** SUPPLIED TEXT **
Griffin Jones: Today on Inside Reproductive Health, I am joined by someone who used to be the REI Division Education Director for OB-GYN residency programs at Illinois Masonic Medical Center, Lutheran General Hospital and St Joseph’s Hospital in Chicago. But, you likely know her better as the CEO and Medical Director of Vios Fertility Institute. She is also the chairperson of the Midwest Reproductive Symposium International, as the Founder of MRSi and of Vios, one of the largest, fastest growing independent fertility centers in America, I wanted to have Dr. Angeline Beltsos on to the show. Dr. Beltsos, Angie, welcome to Inside Reproductive Health.

Dr. Angeline Beltsos: Thanks for having me, I am so excited to be here!

GJ: I am thrilled to have you on this show because you are really creating something really different and I look to you as an example in the field very often. I want to talk about the trajectory of Vios Fertility because I look at you and I look at a few others and I think about all this talk about what is happening to the independent fertility center. Can they still grow their own vision? Can they still grow, period? With all of the consolidation with large fertility networks forming in the country and you’ve totally gone the other way in the last four years and proven that it’s possible. So I wanted to just talk a little bit about what you owe that trajectory to.

AB: Well, thank you for that lovely introduction. I am so excited to, and actually very honored, to be invited to speak with one of our thought leaders in the field, Griffin Jones. When you look at your life’s opportunities, life is for living. Whatever you dream about, wherever you really want to be, where you want to land: what the heck, take the chance and go for it. Life sometimes offers you some obstacles and you may feel like that dream is so unattainable, but you’re going to miss 100% of the shots you never take. Life is now, so enjoy your life. Dream what you want to be. That’s what we did with Vios. We had learned a lot, I was very blessed and honored to be a leader of past organizations. That gave me ‘baptism with fire’ *laughs* and an MBA by virtue of experience. Leading an organization, the financials, the marketing - with that exposure, I started Vios Fertility. It’s been nothing but crazy fun!

** STUDY MATERIAL **

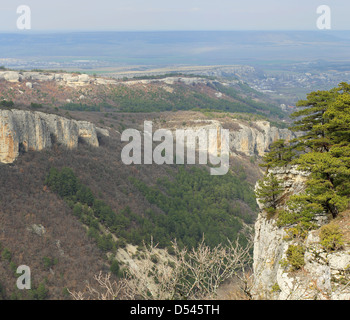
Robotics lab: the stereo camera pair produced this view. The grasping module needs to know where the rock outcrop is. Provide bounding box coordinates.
[252,167,350,300]
[0,110,108,163]
[162,119,296,157]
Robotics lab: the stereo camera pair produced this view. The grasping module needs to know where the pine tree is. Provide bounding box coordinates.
[260,139,295,169]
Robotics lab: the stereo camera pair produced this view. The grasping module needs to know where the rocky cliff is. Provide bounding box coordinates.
[0,110,108,163]
[160,119,296,157]
[253,167,350,300]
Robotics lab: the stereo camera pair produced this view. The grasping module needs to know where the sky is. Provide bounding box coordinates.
[0,0,350,32]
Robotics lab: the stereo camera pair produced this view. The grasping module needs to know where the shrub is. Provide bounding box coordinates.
[320,224,344,251]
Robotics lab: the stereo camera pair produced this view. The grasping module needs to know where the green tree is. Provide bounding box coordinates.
[260,139,295,169]
[255,173,284,211]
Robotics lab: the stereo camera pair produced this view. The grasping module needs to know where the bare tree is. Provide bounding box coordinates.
[71,237,253,300]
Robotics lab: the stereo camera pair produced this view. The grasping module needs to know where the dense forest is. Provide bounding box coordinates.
[45,167,256,251]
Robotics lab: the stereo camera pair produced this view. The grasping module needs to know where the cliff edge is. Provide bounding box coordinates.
[252,166,350,300]
[0,110,108,163]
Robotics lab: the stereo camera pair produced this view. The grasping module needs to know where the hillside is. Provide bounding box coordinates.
[0,71,294,299]
[0,71,285,119]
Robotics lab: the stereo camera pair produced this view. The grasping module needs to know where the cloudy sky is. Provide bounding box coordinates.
[0,0,350,32]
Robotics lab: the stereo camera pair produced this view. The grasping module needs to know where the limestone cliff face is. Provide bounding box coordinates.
[230,121,296,156]
[0,110,106,163]
[253,167,350,300]
[163,119,296,156]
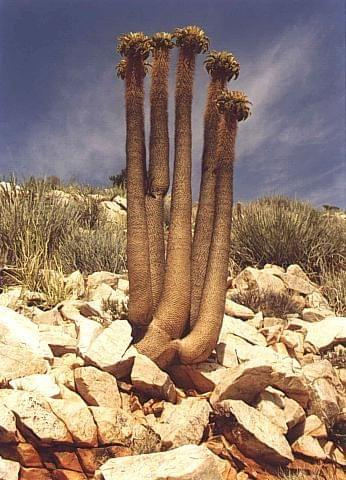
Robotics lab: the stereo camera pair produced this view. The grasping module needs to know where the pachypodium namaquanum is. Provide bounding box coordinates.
[117,26,250,368]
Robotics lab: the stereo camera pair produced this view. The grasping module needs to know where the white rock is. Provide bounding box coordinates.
[219,315,267,346]
[0,403,18,444]
[96,445,226,480]
[74,367,121,408]
[89,407,161,454]
[131,354,177,403]
[0,306,53,359]
[84,320,132,373]
[0,389,72,443]
[0,457,20,480]
[225,298,255,320]
[9,374,60,398]
[147,397,211,448]
[217,400,293,465]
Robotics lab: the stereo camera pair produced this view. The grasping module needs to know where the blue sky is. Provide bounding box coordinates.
[0,0,346,207]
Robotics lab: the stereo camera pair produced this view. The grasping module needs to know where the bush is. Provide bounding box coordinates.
[231,196,346,280]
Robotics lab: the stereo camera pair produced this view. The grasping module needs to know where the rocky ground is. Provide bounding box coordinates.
[0,265,346,480]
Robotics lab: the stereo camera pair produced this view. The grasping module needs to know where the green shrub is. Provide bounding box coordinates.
[231,196,346,280]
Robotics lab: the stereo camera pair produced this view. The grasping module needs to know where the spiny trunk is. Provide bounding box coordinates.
[190,78,226,328]
[125,58,152,325]
[146,49,170,311]
[137,48,195,367]
[176,116,237,364]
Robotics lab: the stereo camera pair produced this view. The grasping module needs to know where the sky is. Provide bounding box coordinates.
[0,0,346,208]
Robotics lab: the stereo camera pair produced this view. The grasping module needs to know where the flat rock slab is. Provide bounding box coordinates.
[0,306,53,359]
[217,400,293,465]
[0,389,72,444]
[210,358,310,407]
[74,367,121,408]
[95,445,226,480]
[85,320,132,373]
[147,397,211,448]
[131,354,177,403]
[89,407,161,454]
[0,340,49,387]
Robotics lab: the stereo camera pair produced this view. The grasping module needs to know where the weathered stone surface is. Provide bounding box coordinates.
[169,362,226,393]
[292,435,327,460]
[0,403,18,444]
[303,360,341,419]
[89,407,160,454]
[0,306,53,359]
[74,367,121,408]
[39,323,77,356]
[147,397,211,448]
[284,398,305,430]
[0,457,20,480]
[96,445,226,480]
[49,399,97,447]
[219,315,267,346]
[0,339,49,387]
[225,298,255,320]
[85,320,132,373]
[88,271,118,289]
[210,358,309,407]
[131,355,177,403]
[0,389,72,443]
[302,307,335,322]
[217,400,293,465]
[305,317,346,351]
[233,267,286,292]
[9,374,60,398]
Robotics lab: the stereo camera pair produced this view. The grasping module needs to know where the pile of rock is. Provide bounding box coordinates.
[0,265,346,480]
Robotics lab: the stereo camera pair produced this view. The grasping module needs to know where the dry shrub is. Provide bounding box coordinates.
[232,289,302,318]
[231,196,346,280]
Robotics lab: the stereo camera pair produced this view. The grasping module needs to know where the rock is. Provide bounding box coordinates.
[84,320,132,374]
[0,389,72,443]
[95,445,226,480]
[65,270,85,299]
[88,271,118,289]
[305,317,346,351]
[48,399,97,447]
[303,360,341,419]
[0,306,53,359]
[0,404,18,444]
[39,323,77,356]
[210,357,310,407]
[279,273,316,295]
[284,398,305,430]
[9,374,60,398]
[0,457,20,480]
[217,400,293,465]
[225,298,255,320]
[233,267,286,293]
[292,435,327,460]
[146,397,211,448]
[89,407,161,454]
[219,315,267,346]
[131,354,177,403]
[302,307,335,322]
[74,367,121,408]
[0,339,49,387]
[168,362,226,393]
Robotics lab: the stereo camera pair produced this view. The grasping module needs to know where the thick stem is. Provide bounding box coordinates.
[175,116,237,364]
[125,58,152,325]
[190,77,226,328]
[146,48,170,311]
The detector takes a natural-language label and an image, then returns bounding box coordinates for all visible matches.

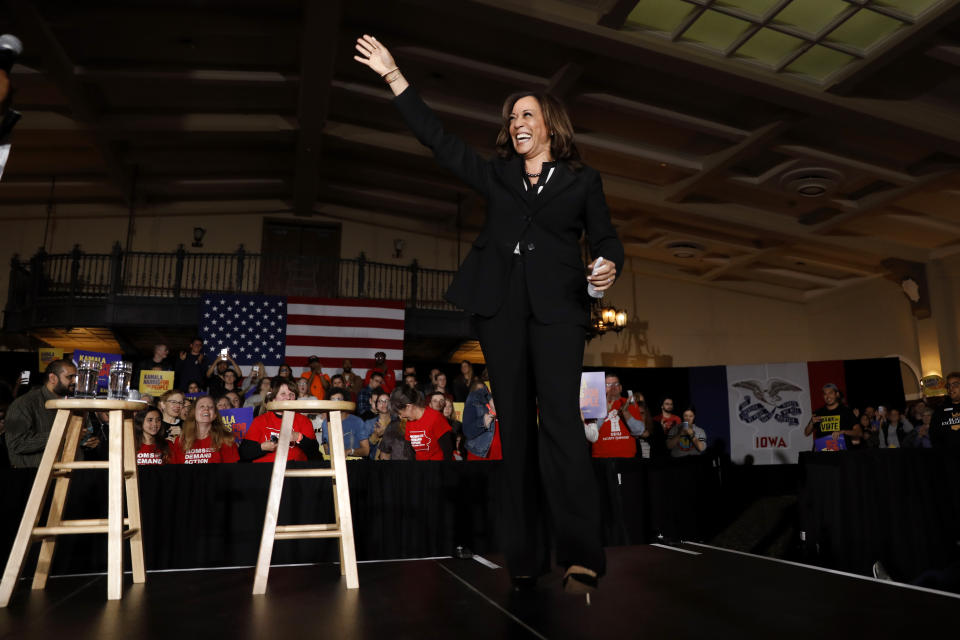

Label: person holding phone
[354,35,624,593]
[667,407,707,458]
[174,337,207,389]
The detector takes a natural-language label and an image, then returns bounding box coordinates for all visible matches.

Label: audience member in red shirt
[588,375,643,458]
[239,378,322,462]
[173,396,240,464]
[390,385,455,460]
[133,407,173,464]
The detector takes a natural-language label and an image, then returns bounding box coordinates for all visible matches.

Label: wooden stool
[253,399,360,595]
[0,398,146,607]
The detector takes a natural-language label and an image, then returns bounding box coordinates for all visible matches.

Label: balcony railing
[7,244,455,311]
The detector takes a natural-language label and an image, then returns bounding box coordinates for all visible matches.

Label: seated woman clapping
[133,407,173,464]
[240,378,322,462]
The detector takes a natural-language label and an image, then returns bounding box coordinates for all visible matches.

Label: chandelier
[587,299,627,342]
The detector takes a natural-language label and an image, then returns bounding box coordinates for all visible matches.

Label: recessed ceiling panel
[683,11,752,51]
[786,44,855,82]
[716,0,780,18]
[773,0,850,36]
[873,0,942,18]
[626,0,696,33]
[736,28,804,67]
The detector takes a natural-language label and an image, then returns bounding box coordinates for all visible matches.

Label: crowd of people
[0,338,510,467]
[0,338,960,467]
[804,378,960,451]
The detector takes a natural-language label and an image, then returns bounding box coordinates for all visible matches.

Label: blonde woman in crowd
[174,396,239,464]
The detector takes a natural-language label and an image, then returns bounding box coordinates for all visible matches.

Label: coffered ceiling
[0,0,960,301]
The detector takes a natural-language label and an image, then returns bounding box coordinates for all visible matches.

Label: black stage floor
[0,543,960,640]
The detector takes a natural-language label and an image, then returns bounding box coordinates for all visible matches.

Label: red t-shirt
[300,371,330,400]
[654,413,683,433]
[137,442,163,464]
[243,411,317,462]
[591,398,643,458]
[171,436,240,464]
[467,420,503,460]
[404,407,453,460]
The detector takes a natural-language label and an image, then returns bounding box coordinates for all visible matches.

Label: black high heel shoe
[510,576,537,592]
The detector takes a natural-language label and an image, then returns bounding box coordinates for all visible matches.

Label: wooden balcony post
[173,244,187,300]
[110,242,123,301]
[410,259,420,308]
[236,244,247,293]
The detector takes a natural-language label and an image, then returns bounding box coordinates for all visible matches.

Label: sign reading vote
[580,371,607,420]
[219,407,253,446]
[140,371,173,396]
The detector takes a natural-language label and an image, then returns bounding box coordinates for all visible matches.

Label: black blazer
[394,87,623,326]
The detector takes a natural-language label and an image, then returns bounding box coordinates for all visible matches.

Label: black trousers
[475,256,605,576]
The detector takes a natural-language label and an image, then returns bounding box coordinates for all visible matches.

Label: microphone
[0,33,23,73]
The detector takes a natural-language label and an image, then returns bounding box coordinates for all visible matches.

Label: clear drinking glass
[108,361,133,400]
[73,358,100,398]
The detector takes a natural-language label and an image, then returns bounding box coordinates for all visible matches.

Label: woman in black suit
[354,36,623,592]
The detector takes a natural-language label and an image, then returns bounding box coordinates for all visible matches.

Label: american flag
[200,295,405,375]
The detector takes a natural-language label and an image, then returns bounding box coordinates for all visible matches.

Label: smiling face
[509,96,550,158]
[143,411,160,438]
[194,396,217,424]
[160,393,183,418]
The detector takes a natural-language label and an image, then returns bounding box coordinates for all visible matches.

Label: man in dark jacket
[6,360,77,467]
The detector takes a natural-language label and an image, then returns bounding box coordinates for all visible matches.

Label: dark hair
[264,376,299,404]
[133,408,172,462]
[390,385,424,415]
[43,358,74,381]
[497,91,583,171]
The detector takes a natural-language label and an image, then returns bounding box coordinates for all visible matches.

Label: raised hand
[353,35,397,76]
[587,259,617,291]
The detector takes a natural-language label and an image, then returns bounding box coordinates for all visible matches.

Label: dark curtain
[0,457,718,575]
[800,449,960,581]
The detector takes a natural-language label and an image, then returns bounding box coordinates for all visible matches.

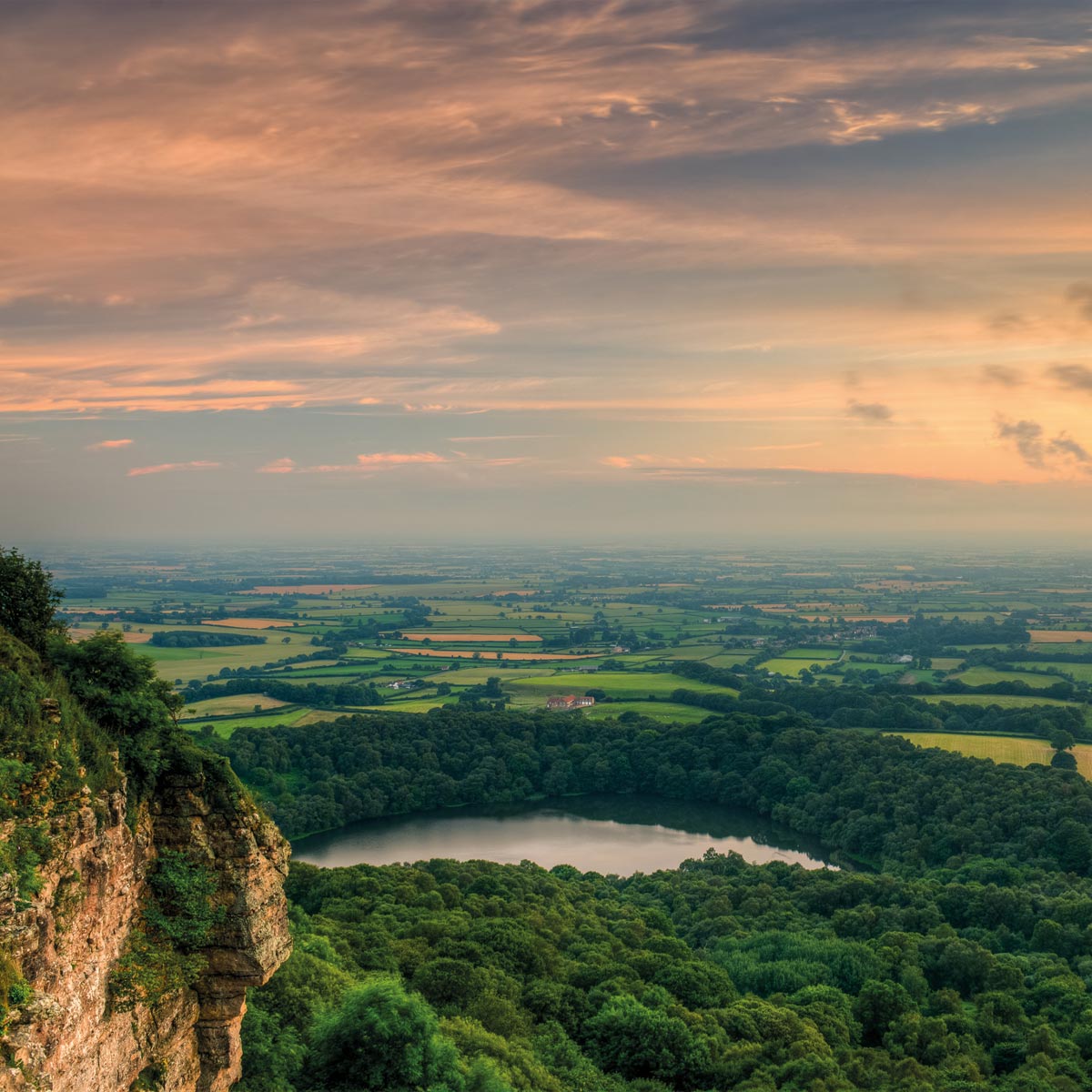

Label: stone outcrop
[0,765,290,1092]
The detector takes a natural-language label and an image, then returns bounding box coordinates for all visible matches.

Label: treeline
[859,613,1031,659]
[147,629,268,649]
[238,853,1092,1092]
[209,708,1092,875]
[182,677,383,709]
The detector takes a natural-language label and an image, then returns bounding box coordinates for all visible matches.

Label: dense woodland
[228,710,1092,1092]
[10,546,1092,1092]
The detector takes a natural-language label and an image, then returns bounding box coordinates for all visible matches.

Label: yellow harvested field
[242,584,376,595]
[891,732,1092,779]
[201,618,296,629]
[402,632,541,641]
[801,613,911,622]
[392,649,602,662]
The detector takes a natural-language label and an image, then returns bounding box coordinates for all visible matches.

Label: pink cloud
[600,455,705,470]
[87,440,133,451]
[126,459,220,477]
[356,451,451,470]
[258,459,296,474]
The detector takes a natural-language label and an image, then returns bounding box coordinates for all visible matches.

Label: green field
[184,694,314,739]
[758,656,830,675]
[952,667,1063,690]
[777,648,842,664]
[584,701,714,724]
[506,672,738,701]
[184,693,288,721]
[1014,662,1092,682]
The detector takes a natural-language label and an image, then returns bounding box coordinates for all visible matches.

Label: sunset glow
[6,0,1092,537]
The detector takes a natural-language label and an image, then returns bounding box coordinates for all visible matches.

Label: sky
[0,0,1092,544]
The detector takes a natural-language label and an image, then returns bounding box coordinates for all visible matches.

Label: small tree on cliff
[0,547,65,653]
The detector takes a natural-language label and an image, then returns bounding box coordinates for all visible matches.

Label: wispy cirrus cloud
[1047,364,1092,393]
[845,399,895,422]
[258,458,296,474]
[87,440,133,451]
[126,459,222,477]
[258,451,530,475]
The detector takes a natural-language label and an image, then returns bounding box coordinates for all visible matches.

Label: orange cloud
[87,440,133,451]
[258,459,296,474]
[126,459,220,477]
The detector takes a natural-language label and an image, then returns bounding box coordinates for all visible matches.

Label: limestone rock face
[0,770,290,1092]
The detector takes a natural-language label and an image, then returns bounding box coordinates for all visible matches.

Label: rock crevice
[0,768,290,1092]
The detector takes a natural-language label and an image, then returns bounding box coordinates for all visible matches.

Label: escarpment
[0,632,290,1092]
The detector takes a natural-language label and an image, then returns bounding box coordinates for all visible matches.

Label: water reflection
[293,794,830,875]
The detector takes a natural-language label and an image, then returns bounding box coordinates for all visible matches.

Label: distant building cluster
[546,693,595,712]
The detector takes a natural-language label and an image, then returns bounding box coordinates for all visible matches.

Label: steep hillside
[0,630,289,1092]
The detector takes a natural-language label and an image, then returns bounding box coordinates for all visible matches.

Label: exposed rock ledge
[0,771,290,1092]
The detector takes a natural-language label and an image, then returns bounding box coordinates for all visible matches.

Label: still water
[293,794,830,875]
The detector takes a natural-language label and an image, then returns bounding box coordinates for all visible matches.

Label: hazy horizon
[0,0,1092,548]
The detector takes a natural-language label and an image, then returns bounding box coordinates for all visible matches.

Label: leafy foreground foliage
[0,551,240,1017]
[228,710,1092,1092]
[110,850,225,1012]
[240,854,1092,1092]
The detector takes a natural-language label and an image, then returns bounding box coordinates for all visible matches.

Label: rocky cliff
[0,633,289,1092]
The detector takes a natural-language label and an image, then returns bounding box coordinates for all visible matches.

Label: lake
[293,794,832,875]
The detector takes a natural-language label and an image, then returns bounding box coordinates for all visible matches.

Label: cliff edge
[0,632,290,1092]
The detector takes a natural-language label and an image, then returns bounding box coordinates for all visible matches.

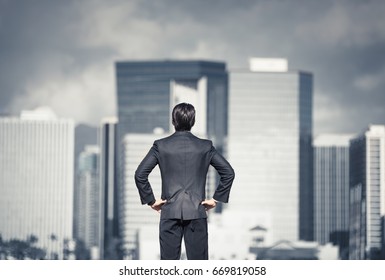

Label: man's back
[135,131,234,220]
[154,131,213,220]
[135,103,234,260]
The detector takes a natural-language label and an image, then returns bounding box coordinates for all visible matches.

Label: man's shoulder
[154,132,212,146]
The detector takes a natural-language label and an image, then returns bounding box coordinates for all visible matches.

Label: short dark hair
[172,103,195,131]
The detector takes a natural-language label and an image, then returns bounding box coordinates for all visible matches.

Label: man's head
[172,103,195,131]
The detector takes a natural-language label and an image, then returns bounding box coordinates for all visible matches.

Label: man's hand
[201,198,217,211]
[150,199,167,213]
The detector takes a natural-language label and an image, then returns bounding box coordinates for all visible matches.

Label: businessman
[135,103,234,260]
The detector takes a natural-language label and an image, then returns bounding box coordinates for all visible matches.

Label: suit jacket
[135,131,235,220]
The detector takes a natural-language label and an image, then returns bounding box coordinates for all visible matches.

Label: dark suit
[135,131,234,260]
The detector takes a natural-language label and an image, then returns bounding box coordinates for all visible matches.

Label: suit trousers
[159,218,208,260]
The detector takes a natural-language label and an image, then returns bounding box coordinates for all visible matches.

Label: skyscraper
[313,134,352,258]
[116,60,228,151]
[229,59,313,242]
[99,118,119,259]
[0,108,74,259]
[75,145,101,259]
[349,125,385,259]
[119,134,162,259]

** WHAT YOU NEED TO DO **
1) Rewrite the paragraph of the fertility podcast interview that begins "Today on Inside Reproductive Health" as a short list of the facts it gives about the guest.
2) Write a continuation of the fertility podcast interview that picks up after its last sentence.

** YOUR RESPONSES **
1)
- Former REI Division Education Director for OB-GYN residency programs at Illinois Masonic Medical Center, Lutheran General Hospital and St Joseph's Hospital in Chicago
- CEO and Medical Director of Vios Fertility Institute
- Chairperson of the Midwest Reproductive Symposium International
- Founder of MRSi and of Vios, one of the largest, fastest growing independent fertility centers in America
- Name: Dr. Angeline Beltsos, also called Angie

2)
GJ: So when you’re talking about dreaming, I sometimes called that the role of a visionary. Some of the criticisms I have from a lot of practices now is that the way my company is built - the way a lot of companies are built - is that there is a visionary at the top. In bigger companies, there is an integrator - somebody who helps with operations - and then there are different people that own different seats. One of the biggest problems that I talk a lot on the show about, is that in the independent practice structure, you have the person that is supposed to be the visionary of the company - but they are in every other seat in the practice. I can’t tell you how many clients that we work with that still write me paper checks because they do not have somebody else doing that part of the business. They are the ones tracking down the Facebook, who has manager permissions because they don’t have somebody in that seat. It takes so much to be in this seat, no matter what the business is, and then you’re going to do 200, 250, 150, 300 retrievals, or whatever that number is, and see however many patients in the year, it’s daunting. I think you are one of the few people that really has this seat of ‘I’m the visionary’ but I also have to be a doctor - how do you balance those two?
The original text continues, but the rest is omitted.